§ Aim of the task:
Copy out the listing exactly.

§ The input:
######

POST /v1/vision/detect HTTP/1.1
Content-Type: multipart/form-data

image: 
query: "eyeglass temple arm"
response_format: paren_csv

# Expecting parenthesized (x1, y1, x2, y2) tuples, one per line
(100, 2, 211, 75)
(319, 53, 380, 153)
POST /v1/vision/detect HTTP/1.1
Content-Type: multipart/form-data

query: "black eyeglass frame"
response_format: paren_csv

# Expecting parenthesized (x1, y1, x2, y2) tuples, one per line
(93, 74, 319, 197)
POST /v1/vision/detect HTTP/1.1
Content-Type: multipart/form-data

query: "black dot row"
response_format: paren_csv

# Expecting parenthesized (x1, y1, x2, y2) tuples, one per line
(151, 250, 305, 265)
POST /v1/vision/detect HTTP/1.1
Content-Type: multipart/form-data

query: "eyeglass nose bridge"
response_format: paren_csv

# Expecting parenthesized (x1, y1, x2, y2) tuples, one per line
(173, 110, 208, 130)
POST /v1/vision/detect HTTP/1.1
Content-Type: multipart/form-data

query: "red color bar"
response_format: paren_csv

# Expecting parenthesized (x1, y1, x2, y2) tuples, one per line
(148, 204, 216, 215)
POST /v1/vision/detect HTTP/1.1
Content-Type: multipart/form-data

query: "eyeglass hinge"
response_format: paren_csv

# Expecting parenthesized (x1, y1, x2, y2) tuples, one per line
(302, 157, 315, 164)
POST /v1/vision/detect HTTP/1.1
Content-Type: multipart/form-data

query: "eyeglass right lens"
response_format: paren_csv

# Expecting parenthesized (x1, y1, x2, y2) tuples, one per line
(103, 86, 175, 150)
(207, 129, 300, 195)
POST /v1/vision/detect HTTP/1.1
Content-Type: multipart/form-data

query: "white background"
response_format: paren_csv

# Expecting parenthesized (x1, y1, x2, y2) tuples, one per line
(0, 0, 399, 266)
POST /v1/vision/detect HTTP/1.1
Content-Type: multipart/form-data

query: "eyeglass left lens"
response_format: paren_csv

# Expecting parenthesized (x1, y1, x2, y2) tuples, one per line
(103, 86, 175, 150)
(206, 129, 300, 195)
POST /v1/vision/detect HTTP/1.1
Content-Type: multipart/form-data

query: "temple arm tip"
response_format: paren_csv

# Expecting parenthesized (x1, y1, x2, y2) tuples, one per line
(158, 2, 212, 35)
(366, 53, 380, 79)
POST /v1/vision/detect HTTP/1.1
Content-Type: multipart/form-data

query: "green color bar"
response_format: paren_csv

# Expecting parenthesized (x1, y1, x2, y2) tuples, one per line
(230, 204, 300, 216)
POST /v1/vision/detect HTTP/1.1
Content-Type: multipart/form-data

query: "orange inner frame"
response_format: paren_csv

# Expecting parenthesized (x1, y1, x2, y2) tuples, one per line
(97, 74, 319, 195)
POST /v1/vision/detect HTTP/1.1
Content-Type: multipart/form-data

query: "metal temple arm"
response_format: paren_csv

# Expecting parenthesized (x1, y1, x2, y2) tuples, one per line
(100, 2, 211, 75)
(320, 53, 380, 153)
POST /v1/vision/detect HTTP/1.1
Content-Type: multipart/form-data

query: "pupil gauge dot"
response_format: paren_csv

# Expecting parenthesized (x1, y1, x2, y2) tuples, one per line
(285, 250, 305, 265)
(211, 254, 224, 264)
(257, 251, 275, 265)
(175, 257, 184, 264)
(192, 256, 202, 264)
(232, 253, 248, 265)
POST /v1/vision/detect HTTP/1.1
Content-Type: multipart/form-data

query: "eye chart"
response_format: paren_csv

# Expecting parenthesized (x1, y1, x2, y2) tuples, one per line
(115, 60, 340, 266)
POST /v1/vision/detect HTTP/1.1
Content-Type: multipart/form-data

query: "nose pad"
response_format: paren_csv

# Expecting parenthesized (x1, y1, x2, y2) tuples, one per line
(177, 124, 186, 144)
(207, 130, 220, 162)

######

§ Problem solution:
POST /v1/vision/detect HTTP/1.1
Content-Type: multipart/form-data

image: 
query: "eyeglass temple arm"
response_format: paren_csv

# Expecting parenthesized (x1, y1, x2, y2) tuples, one per line
(100, 2, 211, 75)
(319, 53, 380, 153)
POST /v1/vision/detect HTTP/1.1
Content-Type: multipart/form-data

query: "black eyeglass frame"
response_format: paren_csv

# Expecting parenthesized (x1, y1, x2, y2) tuples, one per line
(93, 74, 319, 197)
POST /v1/vision/detect HTTP/1.1
Content-Type: multipart/form-data

query: "black dot row"
response_format: paren_csv

# Expecting parenthesized (x1, y1, x2, y2) tuples, one per line
(151, 250, 305, 265)
POST /v1/vision/detect HTTP/1.1
Content-Type: multipart/form-data

query: "eyeglass nose bridge"
response_format: paren_csv

# Expecting parenthesized (x1, y1, x2, y2) tuples, one per line
(173, 110, 208, 130)
POST /v1/vision/detect HTTP/1.1
Content-Type: multipart/form-data

query: "red color bar"
response_format: paren_csv

# Expecting parenthesized (x1, y1, x2, y2) tuples, one per line
(148, 204, 216, 215)
POST /v1/vision/detect HTTP/1.1
Content-Type: multipart/form-data

query: "eyeglass hinge"
response_format: paren_csv

# Expecting parenthesized (x1, y1, x2, y2) tuples, one per line
(302, 157, 315, 164)
POST /v1/vision/detect HTTP/1.1
Content-Type: multipart/form-data

query: "eyeglass right lens"
response_format: paren_csv

# Expecting parenthesized (x1, y1, x2, y2) tuples, one per line
(103, 86, 175, 150)
(207, 129, 300, 195)
POST /v1/vision/detect HTTP/1.1
Content-Type: multipart/form-data

query: "white background"
response_format: paren_csv

# Expecting parenthesized (x1, y1, x2, y2) tuples, one per line
(0, 0, 399, 266)
POST /v1/vision/detect HTTP/1.1
Content-Type: multipart/form-data

query: "eyeglass left lens"
response_format: paren_csv

# Expecting parenthesized (x1, y1, x2, y2) tuples, one per line
(103, 86, 175, 150)
(206, 129, 300, 195)
POST /v1/vision/detect HTTP/1.1
Content-Type: multipart/form-data

query: "temple arm tip"
response_format: paren_csv

# Expecting parenthesized (x1, y1, x2, y2) tuples, one per line
(158, 2, 212, 35)
(366, 53, 380, 79)
POST /v1/vision/detect HTTP/1.1
Content-Type: multipart/form-data

query: "green color bar"
response_format: paren_csv

# Expecting parenthesized (x1, y1, x2, y2) tuples, one per line
(230, 204, 300, 216)
POST /v1/vision/detect HTTP/1.1
Content-Type: multipart/form-data

query: "orange inner frame"
response_format: paren_csv

# Expecting parenthesized (x1, y1, x2, y2) tuples, one per line
(97, 74, 319, 195)
POST /v1/vision/detect HTTP/1.1
Content-Type: multipart/form-data

query: "metal temple arm"
response_format: paren_csv

# Expecting parenthesized (x1, y1, x2, y2) tuples, one per line
(100, 2, 211, 75)
(320, 53, 380, 153)
POST /v1/vision/detect HTTP/1.1
Content-Type: multipart/form-data

query: "pupil gauge dot"
response_format: paren_csv

# Expecting parenthesized (x1, y1, x2, y2) tuples, one per line
(285, 250, 305, 265)
(211, 254, 224, 264)
(257, 251, 275, 265)
(175, 257, 184, 264)
(192, 256, 202, 264)
(232, 253, 248, 265)
POST /v1/vision/detect HTTP/1.1
Content-Type: multipart/form-data

query: "eye chart"
response_format: paren_csv

# Expecting parenthesized (x1, y1, x2, y2) tuples, one per line
(115, 60, 340, 266)
POST /v1/vision/detect HTTP/1.1
Content-Type: multipart/form-data

query: "nose pad"
response_format: paren_csv

# Expecting parenthesized (x1, y1, x2, y2) tuples, one per line
(177, 124, 186, 144)
(207, 130, 220, 162)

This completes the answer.